Exercise prompt |
Write out the passage of the radiation treatment text between "Posted by Catzmaw" and "at 10:38 a.m.", inclusive, without altering any word or mark.

By Monday morning the shield will be coated with wax and I will wear it for each of my treatments. It feels strange but beats having stray electrons rattling down my ear canal and wrecking what's left of my hearing on that side. Given my history - five recurrences over 34 years, the oncologist told me that he was considering photon radiation of my lymph nodes. Ick. I'd much rather deal with the kinder, gentler electrons, but I'm not the expert.
The ear shield done it was time to take more measurements. Once more I ended up on a table, which was moved around and situated under a boxy looking machine so close it almost touched my face. The table moved smoothly and swiftly, like the beginning of an amusement park ride. Both doctors seemed inordinately pleased with the ease of their measuring and calibrating and more drawing on my face ensued. Then a tiny tattoo point was made on my temple and another on the scar directly in front of my ear. The one on my temple hurt and bled and made me wonder, not for the first time, why anyone would volunteer to be tattooed. The second one I hardly felt at all since the nerves are so deadened there from five separate surgeries over the same spot.
As I prepared to leave the office the oncologist told me he and my surgeon are going to present my case to a roundtable of doctors. It seems I'm a medical anomaly with my early onset of parotid tumors and my recurrent and never fully effective surgeries. Having hung out at the extremely useful Parotid Tumor Patients Forum online I know of situations a lot stranger and certainly more serious than mine, but that's a worldwide forum. I don't imagine they've seen that much of it on their little patch.
So there it is, the little problem that's been occupying so much of my time and attention these last few months. Now that it's getting underway maybe I can stop fretting over it and fret over more important stuff, like this stupid war and our equally stupid administration. Now there's a real problem.
Posted by Catzmaw at 11:18 PM 5 comments Links to this post
First Week of Radiation In the Books
Posted By: CarlaFW
Date: Friday, 10 August 2007, at 10:38 a.m.
Well, I've finished the first week of radiation. It's 9 million volts of electrons every morning at 8 a.m. It's just a regular appointment I keep every morning, after which I proceed to work or sometimes home if I feel like a little nap. So far, so good.
As to side effects, yesterday I got the shock of my life when I accepted a spoonful of Italian ice. The right side of my mouth felt like I'd just broken a tooth and slapped ice on top of it. Ouch! My tongue feels slightly larger. The left side of my head, which is the treatment side, has been stiffening up lately. Yesterday my jaw felt very stiff on the left and I found myself working it and stretching it like the Tin Man after a rain. Last night I couldn't sleep due to the ache in my shoulder radiating down from my neck. But aside from this irritating tightness I haven't got much to complain about. I feel more tired than usual, but have been able to work. There is a sense of ditziness that hits right after the treatment - where I have trouble finding words and completing thoughts - but that sensation burns off after a little while, and part of that may be related to menopause. Or maybe I'm just ditzy and never noticed it before. Who knows?

Records |
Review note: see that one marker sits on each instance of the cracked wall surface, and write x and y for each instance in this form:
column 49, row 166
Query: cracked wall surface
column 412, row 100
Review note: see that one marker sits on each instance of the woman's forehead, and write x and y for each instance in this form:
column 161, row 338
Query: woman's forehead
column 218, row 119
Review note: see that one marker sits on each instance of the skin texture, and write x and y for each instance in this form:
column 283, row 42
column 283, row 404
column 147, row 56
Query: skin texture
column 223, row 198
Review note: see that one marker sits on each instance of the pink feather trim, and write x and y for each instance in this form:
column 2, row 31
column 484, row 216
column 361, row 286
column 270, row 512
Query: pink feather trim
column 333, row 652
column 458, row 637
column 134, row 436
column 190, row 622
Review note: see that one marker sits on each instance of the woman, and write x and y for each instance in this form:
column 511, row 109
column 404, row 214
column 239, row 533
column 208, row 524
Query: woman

Response box |
Posted by Catzmaw at 11:18 PM 5 comments Links to this post
First Week of Radiation In the Books
Posted By: CarlaFW
Date: Friday, 10 August 2007, at 10:38 a.m.